__AIM OF THE EXERCISE__. Render the records as a numbered list, from their beginning up to and including the line containing "1L815 49L859 35L881", omitting any blank lines and leaving out the pictures.

[Opening INPUT section]

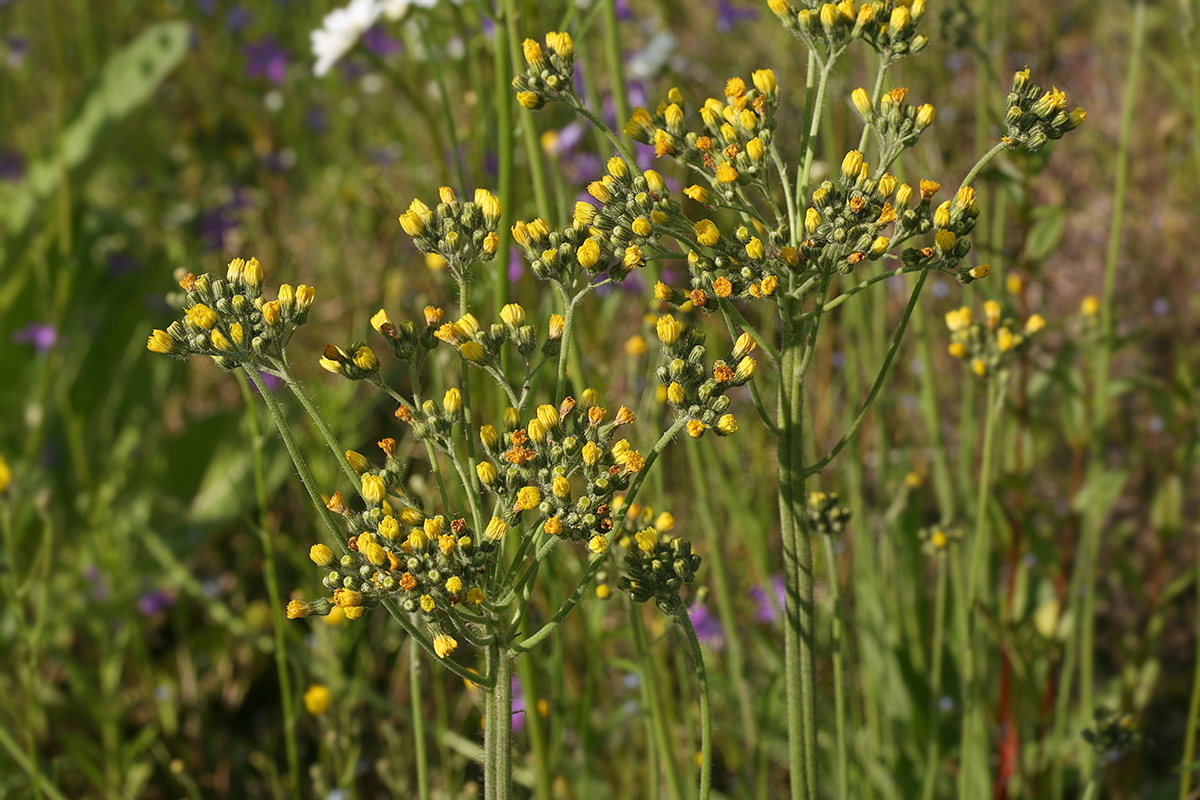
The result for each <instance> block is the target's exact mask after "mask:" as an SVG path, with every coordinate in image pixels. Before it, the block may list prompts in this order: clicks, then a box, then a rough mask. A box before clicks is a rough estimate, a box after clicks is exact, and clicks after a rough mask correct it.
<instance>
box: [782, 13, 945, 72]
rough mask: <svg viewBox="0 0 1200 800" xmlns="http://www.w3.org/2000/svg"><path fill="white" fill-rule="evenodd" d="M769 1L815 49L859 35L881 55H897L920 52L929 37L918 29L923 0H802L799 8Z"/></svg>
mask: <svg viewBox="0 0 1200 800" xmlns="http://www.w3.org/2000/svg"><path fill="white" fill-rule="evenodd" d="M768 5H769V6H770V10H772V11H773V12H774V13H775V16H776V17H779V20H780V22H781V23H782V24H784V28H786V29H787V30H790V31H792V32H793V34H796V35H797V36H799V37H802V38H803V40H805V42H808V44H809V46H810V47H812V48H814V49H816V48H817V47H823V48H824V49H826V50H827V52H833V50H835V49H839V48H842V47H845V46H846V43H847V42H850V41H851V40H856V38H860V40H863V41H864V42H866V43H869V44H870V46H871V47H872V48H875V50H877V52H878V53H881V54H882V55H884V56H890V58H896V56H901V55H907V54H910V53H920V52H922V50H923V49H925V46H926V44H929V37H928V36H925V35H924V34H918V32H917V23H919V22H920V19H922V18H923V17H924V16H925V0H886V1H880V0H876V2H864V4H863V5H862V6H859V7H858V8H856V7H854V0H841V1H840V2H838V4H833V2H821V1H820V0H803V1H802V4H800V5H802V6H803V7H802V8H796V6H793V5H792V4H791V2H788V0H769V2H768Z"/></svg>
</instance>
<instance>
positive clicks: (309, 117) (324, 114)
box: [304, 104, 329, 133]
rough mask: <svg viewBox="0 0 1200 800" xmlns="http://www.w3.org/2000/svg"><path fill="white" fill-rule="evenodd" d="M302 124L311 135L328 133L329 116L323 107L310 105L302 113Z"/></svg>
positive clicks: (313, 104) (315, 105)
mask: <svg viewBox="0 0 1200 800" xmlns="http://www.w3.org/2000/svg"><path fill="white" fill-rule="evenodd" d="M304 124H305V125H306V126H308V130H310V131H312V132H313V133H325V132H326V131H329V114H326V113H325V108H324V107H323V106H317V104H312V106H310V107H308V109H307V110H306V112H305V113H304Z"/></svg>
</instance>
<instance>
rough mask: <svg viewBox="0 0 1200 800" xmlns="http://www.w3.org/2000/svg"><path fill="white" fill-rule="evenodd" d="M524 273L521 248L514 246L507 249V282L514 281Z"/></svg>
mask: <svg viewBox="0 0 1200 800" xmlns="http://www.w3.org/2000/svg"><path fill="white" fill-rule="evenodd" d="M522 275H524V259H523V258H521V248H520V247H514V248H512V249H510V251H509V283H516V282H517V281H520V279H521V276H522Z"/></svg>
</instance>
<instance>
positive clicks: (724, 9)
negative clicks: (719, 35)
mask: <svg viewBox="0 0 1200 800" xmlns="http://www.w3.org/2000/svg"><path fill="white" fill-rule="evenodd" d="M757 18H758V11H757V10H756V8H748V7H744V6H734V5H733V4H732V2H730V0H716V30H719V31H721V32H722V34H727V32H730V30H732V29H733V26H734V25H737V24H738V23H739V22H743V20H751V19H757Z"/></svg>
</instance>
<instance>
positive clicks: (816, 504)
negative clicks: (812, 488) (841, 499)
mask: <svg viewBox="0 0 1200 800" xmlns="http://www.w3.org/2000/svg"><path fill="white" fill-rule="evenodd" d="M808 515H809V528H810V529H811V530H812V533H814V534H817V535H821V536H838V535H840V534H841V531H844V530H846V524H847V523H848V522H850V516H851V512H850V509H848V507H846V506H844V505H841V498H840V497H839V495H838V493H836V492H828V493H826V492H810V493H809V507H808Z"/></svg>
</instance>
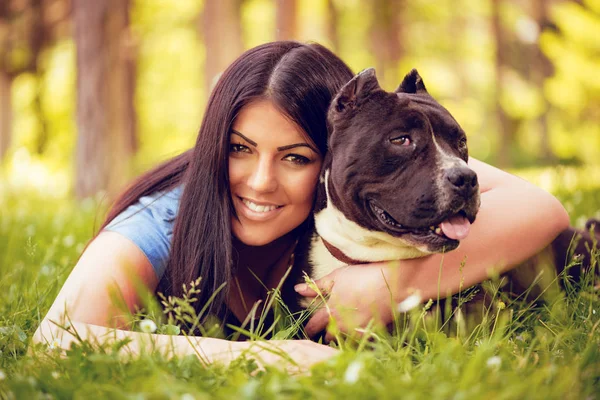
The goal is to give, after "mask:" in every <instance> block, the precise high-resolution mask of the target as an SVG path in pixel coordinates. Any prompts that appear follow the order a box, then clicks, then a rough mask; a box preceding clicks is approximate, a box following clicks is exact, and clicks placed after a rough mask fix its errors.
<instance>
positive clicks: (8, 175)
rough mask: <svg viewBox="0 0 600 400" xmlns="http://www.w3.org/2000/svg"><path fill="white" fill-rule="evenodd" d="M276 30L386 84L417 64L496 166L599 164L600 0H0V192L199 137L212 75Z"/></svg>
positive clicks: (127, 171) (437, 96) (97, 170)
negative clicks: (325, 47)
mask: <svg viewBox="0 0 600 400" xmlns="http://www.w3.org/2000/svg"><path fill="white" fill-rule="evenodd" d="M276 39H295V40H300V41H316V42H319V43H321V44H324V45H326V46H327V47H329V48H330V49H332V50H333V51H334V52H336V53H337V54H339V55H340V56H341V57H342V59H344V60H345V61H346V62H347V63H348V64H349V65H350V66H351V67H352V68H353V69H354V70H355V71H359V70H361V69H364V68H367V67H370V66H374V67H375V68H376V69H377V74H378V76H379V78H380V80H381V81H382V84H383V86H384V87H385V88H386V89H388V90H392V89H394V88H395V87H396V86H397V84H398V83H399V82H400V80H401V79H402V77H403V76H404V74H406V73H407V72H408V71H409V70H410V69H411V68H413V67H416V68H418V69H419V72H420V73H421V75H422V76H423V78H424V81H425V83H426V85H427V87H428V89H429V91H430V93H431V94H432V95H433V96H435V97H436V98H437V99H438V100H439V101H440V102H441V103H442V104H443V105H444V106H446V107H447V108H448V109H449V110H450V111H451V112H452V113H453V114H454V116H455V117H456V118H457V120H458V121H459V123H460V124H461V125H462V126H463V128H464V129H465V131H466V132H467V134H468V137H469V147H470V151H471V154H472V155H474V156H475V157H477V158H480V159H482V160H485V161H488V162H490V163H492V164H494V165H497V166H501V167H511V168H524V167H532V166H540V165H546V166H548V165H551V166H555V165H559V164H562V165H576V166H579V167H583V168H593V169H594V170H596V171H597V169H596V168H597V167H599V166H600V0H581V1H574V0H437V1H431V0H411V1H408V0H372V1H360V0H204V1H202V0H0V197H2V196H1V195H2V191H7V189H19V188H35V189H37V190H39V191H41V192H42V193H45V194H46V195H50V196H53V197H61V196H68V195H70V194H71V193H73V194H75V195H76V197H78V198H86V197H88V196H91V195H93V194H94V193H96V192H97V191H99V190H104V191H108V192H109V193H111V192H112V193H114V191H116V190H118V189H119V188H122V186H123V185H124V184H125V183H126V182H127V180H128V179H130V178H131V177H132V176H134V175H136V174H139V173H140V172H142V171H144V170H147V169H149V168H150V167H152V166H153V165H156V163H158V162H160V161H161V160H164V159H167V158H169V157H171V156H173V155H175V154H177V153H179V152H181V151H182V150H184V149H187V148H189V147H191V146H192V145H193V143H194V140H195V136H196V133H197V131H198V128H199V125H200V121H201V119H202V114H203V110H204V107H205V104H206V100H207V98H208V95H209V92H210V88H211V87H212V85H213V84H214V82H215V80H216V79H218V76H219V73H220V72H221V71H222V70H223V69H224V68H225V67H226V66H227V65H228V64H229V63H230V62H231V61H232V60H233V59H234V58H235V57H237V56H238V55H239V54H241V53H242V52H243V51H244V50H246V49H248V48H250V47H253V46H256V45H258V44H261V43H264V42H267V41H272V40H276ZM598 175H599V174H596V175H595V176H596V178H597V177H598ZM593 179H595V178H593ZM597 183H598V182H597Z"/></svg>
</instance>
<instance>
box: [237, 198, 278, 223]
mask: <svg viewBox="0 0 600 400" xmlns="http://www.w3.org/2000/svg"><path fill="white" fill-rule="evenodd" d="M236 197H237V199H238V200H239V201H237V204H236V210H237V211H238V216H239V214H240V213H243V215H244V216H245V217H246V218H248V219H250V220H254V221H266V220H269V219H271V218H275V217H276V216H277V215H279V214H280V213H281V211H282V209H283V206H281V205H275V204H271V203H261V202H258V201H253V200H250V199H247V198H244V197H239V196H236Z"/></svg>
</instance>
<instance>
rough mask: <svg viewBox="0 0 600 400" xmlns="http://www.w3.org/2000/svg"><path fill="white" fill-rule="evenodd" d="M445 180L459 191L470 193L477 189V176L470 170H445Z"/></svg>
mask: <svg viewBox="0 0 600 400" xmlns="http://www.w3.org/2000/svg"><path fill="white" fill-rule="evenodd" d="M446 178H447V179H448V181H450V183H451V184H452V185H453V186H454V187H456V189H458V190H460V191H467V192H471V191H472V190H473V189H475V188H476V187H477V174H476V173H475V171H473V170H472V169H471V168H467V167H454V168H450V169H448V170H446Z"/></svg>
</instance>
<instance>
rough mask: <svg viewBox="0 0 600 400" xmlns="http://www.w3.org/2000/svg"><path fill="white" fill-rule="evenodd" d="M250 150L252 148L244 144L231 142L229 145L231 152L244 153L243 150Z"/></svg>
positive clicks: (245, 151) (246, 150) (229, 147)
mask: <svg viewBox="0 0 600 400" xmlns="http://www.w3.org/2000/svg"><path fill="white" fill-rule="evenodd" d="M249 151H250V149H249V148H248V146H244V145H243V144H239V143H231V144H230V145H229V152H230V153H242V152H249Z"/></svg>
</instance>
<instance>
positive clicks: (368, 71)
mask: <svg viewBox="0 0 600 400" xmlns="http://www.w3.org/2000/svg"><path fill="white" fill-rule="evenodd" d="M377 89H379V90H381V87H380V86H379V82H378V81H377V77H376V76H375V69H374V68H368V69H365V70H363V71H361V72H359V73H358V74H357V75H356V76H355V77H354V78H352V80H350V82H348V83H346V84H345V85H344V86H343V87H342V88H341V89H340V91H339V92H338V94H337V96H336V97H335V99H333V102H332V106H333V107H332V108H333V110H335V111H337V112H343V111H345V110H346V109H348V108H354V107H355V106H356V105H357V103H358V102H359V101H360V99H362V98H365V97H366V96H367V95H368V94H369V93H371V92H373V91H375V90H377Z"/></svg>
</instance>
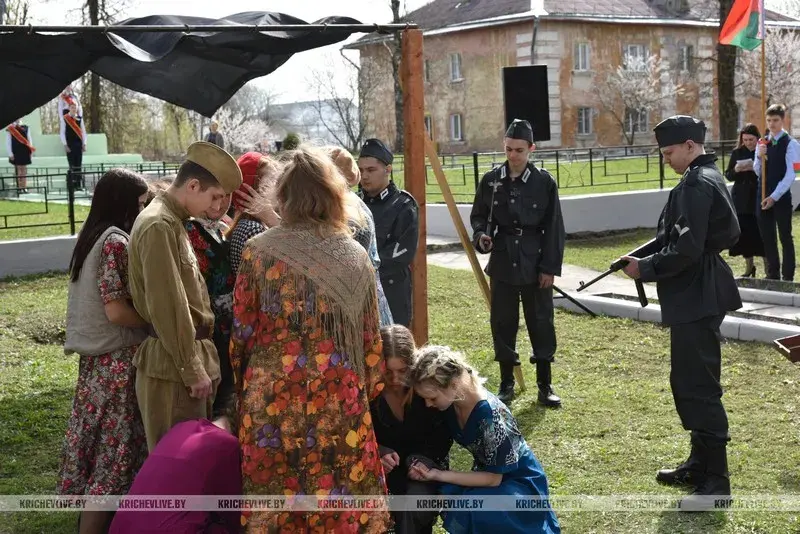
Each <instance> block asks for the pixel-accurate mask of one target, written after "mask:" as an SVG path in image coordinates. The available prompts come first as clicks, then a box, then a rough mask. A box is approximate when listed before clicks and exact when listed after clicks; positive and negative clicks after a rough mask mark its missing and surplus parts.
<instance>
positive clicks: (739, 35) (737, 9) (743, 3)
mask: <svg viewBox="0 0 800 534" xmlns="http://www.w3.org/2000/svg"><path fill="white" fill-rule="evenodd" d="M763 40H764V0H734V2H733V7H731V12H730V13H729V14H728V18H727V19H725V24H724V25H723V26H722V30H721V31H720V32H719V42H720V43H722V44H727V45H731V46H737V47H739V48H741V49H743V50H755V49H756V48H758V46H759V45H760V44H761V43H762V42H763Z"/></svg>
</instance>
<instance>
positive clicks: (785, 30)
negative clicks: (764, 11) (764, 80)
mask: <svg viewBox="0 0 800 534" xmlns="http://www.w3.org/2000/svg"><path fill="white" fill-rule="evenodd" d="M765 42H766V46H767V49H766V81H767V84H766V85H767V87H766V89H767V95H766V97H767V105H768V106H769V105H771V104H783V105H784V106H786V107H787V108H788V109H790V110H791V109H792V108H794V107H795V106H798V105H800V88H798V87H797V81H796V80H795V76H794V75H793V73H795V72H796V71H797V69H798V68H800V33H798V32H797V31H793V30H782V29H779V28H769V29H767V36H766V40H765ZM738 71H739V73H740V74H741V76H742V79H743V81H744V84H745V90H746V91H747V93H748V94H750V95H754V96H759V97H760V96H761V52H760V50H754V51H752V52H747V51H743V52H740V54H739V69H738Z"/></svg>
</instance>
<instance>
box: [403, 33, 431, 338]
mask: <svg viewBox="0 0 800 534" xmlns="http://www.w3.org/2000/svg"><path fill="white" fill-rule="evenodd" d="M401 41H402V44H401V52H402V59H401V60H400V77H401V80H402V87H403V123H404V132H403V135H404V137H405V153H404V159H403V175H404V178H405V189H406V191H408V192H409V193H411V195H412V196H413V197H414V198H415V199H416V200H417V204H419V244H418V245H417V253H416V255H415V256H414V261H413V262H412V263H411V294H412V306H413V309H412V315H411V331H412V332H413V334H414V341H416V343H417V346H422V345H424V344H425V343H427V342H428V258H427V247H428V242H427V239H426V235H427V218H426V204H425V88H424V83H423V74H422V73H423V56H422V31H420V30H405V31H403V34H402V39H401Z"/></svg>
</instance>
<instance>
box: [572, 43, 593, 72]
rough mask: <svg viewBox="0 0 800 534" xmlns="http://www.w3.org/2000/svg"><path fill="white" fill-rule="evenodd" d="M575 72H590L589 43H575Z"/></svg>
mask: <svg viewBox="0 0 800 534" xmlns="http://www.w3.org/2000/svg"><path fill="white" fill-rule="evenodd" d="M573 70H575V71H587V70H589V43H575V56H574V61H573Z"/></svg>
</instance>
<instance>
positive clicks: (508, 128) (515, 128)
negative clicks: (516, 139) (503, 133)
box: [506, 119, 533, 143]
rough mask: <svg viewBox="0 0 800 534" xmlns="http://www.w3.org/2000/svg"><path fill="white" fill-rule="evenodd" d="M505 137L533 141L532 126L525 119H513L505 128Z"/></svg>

[Closing INPUT section]

__SOLUTION TO THIS PROBLEM__.
1. The result for each <instance> block is the target's exact mask after "mask:" as an SVG path, with every coordinate in image pixels. Before it, the block may list prompts in this order: clicks, then a box, then a rough mask. A box before clicks is a rough estimate, a box after clicks is exact, and clicks after a rough mask correct it.
2. <instance>
3. box: [782, 13, 945, 72]
4. rough mask: <svg viewBox="0 0 1200 800" xmlns="http://www.w3.org/2000/svg"><path fill="white" fill-rule="evenodd" d="M769 1L815 49L859 35L881 55H897L920 52L929 37L918 29L923 0H802L799 8Z"/></svg>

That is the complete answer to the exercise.